:: Exercise instructions ::
Reproduce every one of the rows below word for word, leaving out the pictures.

################

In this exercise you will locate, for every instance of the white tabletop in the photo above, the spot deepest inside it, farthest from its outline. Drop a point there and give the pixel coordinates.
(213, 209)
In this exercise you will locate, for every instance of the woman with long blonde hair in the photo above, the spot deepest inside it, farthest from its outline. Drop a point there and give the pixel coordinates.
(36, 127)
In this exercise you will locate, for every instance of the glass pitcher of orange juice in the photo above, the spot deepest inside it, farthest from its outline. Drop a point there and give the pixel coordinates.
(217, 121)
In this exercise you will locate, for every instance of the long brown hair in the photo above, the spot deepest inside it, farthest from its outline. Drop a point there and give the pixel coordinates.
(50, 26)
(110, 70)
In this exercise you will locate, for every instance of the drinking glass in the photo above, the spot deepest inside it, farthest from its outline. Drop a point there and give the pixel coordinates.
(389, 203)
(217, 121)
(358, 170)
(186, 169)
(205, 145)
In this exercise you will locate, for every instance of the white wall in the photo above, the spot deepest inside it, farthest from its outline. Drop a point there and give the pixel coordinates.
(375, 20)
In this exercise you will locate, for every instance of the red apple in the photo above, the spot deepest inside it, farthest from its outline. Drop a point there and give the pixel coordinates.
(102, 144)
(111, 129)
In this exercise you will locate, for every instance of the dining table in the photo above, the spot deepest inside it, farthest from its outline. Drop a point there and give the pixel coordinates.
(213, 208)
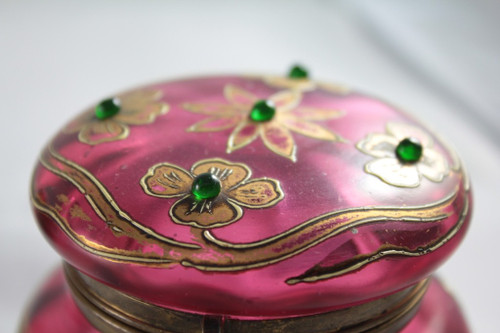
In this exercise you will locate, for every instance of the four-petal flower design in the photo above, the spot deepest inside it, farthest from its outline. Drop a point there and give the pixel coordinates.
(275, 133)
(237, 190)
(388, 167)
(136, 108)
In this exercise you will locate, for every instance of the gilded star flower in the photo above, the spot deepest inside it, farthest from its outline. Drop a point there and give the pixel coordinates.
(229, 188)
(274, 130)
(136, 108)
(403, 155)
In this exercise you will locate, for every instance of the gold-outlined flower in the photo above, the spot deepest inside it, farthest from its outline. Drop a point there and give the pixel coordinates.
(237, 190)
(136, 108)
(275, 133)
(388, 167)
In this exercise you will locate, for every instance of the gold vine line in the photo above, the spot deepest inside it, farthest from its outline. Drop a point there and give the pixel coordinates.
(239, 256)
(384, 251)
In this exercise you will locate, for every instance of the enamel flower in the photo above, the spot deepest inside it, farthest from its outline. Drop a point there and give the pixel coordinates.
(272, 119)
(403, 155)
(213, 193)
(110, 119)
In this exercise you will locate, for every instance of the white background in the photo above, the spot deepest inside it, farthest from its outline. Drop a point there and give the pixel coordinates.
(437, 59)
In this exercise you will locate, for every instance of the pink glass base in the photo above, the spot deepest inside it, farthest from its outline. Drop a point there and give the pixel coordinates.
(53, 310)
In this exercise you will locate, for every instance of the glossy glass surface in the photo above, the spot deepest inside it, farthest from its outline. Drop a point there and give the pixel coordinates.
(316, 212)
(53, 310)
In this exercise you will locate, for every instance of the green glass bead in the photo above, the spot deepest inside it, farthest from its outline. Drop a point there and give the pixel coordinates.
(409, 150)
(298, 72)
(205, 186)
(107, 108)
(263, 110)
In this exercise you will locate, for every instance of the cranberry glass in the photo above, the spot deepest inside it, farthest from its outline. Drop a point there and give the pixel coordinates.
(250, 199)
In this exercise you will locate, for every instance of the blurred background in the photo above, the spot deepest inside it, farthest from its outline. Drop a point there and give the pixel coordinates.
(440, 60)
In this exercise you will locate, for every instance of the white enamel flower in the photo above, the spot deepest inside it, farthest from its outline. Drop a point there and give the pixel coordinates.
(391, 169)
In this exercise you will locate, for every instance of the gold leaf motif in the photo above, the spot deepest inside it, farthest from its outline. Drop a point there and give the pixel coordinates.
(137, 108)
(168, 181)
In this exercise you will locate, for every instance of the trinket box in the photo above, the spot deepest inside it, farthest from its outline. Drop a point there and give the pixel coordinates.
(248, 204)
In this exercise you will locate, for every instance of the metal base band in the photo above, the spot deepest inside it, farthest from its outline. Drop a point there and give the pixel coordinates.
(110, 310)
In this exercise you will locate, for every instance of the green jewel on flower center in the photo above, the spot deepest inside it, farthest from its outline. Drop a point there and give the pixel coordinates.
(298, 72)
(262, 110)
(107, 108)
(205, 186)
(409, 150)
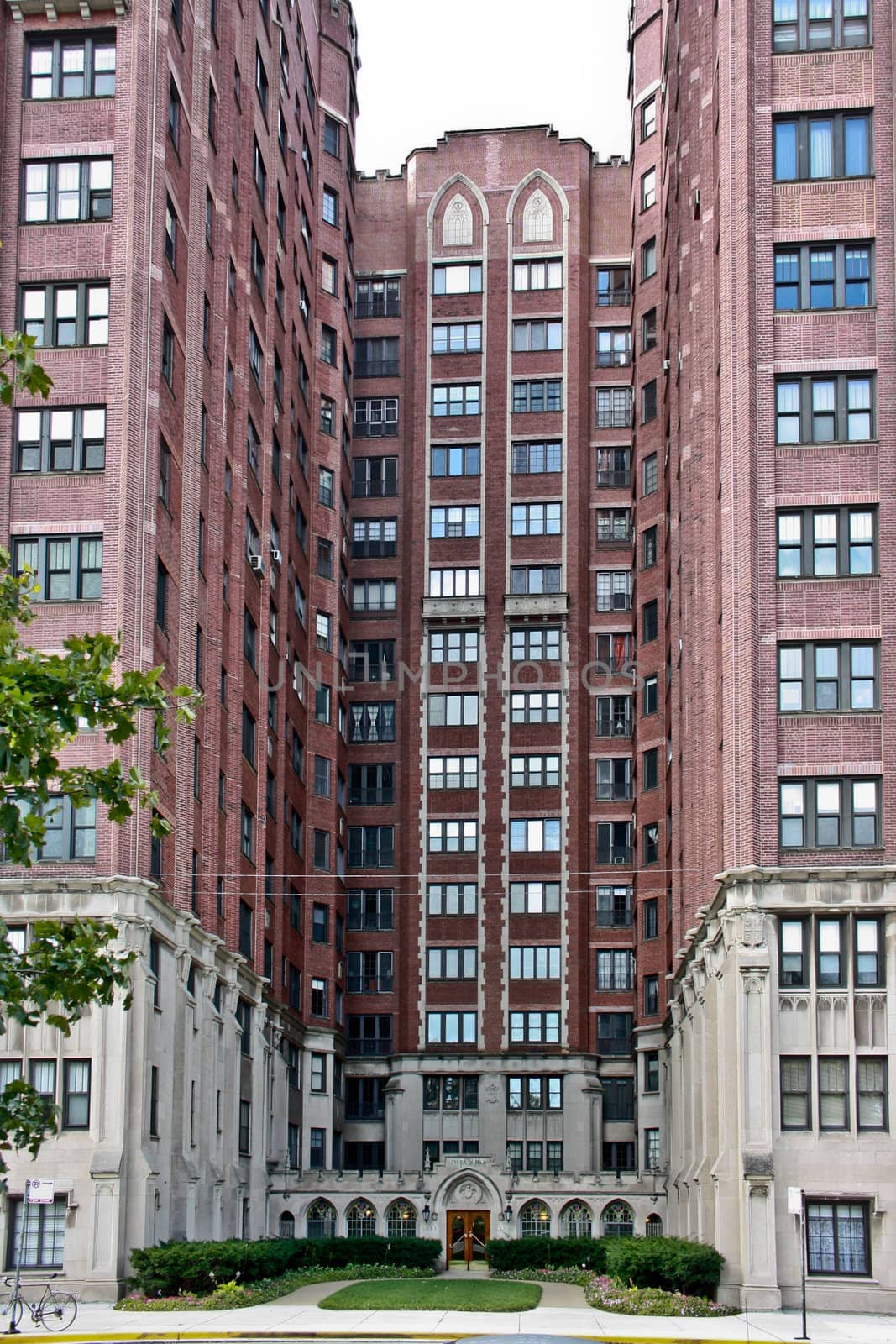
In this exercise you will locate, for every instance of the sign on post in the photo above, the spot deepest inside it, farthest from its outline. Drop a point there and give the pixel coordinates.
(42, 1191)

################

:: Task solution ::
In this exercise you will locate, for every instance of the white tabletop in the photo above, the spot deepest inside it, farthest from its outline. Drop a point there and give the pixel coordinates.
(213, 209)
In this exercise you will locate, for every instance of the woman with long blonde hair in the photo above, the spot deepest inside it, farthest from its outline. Drop a point there and give the pixel coordinates.
(36, 127)
In this exercise you will locate, for every instance of the glass pitcher of orange juice in the photo above, the spot deepest inside it, farthest from its outline. Drop a point there and give the pixel coordinates.
(217, 121)
In this exercise you will locate, for every instance of the long brown hair in the photo above, the spot deepest inside it, farthest from its outline. Drop a point there and give the pixel coordinates.
(50, 26)
(110, 70)
In this exercise you will locate, for every instance of the drinking glass in the photo above, the spot deepest inside it, farthest from its outline. Drop a point there and give the pixel coordinates.
(389, 203)
(217, 121)
(358, 170)
(186, 169)
(205, 145)
In this exercise you will locate, for every instance of the white wall in the photo above, the spot deepest inside it, farthest from its outline. Drop a point there and give the pixel coordinates.
(375, 20)
In this exercise you will locate, for every instance of the red apple in the photo above, the spot deepest inside it, farthest from its outline. Drop a point there and give the pixel coordinates.
(102, 144)
(111, 129)
In this exercise you will locate, for every instance of the dining table in the photo above, the spot deepest inside it, farthest from its outline. Drop a point there and give the pixel coordinates.
(213, 208)
In this exercise you will locate, for every instance of the four-petal flower design in the photo above, the spot deepest inside it, farthest from its outline. Drop a point there and give the pixel coordinates.
(275, 133)
(237, 190)
(388, 167)
(136, 108)
In this exercise you will locate, for every instance of the gilded star flower in the photo above, the spot deepest inside it, farthest from its outline. Drop a point there and give the pixel coordinates.
(229, 188)
(274, 130)
(136, 108)
(403, 155)
In this exercise you will locate, for every instance of the gold-outlined flower in the photo above, the spot deepest inside it, farthest from its outline. Drop a point there and give the pixel coordinates.
(237, 190)
(136, 108)
(275, 133)
(388, 167)
In this exercise you will locate, for every instance of the gold vine line in the photo above, the spot deepest inside it, farthest from its outline. Drop a point there and give the pixel coordinates.
(239, 256)
(384, 251)
In this exercise you will locate, for every instance of the enamel flower in the photo above, the spot deepest inside it, farthest from its outline. Drop a point there and give the pixel coordinates.
(272, 119)
(403, 155)
(213, 193)
(110, 119)
In this exercise you will locate, for every instance of the white background in the photo above, the spot deepest inside it, farthest from its outline. Drop a point there and give the pixel coordinates.
(437, 59)
In this exercise you will locate, for every instance of the pink glass base in the photo above, the spot deepest inside it, farthest from its outline. Drop a point there and give the pixel coordinates.
(53, 310)
In this exercise you will locate, for every instance of the glossy glass surface in the photo above, the spot deepest inside it, farthest from its outline. Drop a point there and give the pixel coordinates.
(316, 212)
(53, 310)
In this exercise you will locate, for every instance of the green glass bead in the photo above, the spot deepest inside it, farthest from its outline. Drop a point there and give the pixel coordinates.
(409, 150)
(298, 72)
(205, 186)
(107, 108)
(263, 110)
In this exercise you will locate, for every instance of the cranberry glass in the photo above, the spot deepest inside it, farthest from its outline. Drop a point there and give the pixel coordinates.
(250, 199)
In this exercise you will locate, for every instance of the blurred background in the photo above, the spot deepest inside it, farthest from its outline. Drop a point there and give the pixel coordinates.
(440, 60)
In this exercise you will locate, for every instance of the white enamel flower in the photo above, the spot deepest inside it, farthest from its outline. Drop a point there and give the pixel coordinates.
(391, 169)
In this exercise you will locate, for every instance of the gold leaf motif in the photo above, the spot deepest inside it, farthest from its outline. Drop a point there and give the pixel coordinates.
(137, 108)
(168, 181)
In this exercise you will locate, for every instance of the trinket box in the photo above, the spot deepest inside it, farthest from its outline. Drop a point there and give the pixel coordinates.
(248, 204)
In this exercise you will locate, for every instance of the metal base band in the photo above, the spot deepest inside it, farthest from its outline. Drop a point there and give the pixel coordinates.
(110, 310)
In this exercise you will locate, for every instance of the green jewel on flower center in the photo above, the spot deepest inside it, farthest from its outline. Drop a point there and give the pixel coordinates.
(298, 72)
(262, 110)
(107, 108)
(205, 186)
(409, 150)
In this exercise you will locate, for every instance of the sign on post in the photo above, the spot deepest inside it, farthest from its outline. Drop a point there and give the pixel coordinates.
(42, 1191)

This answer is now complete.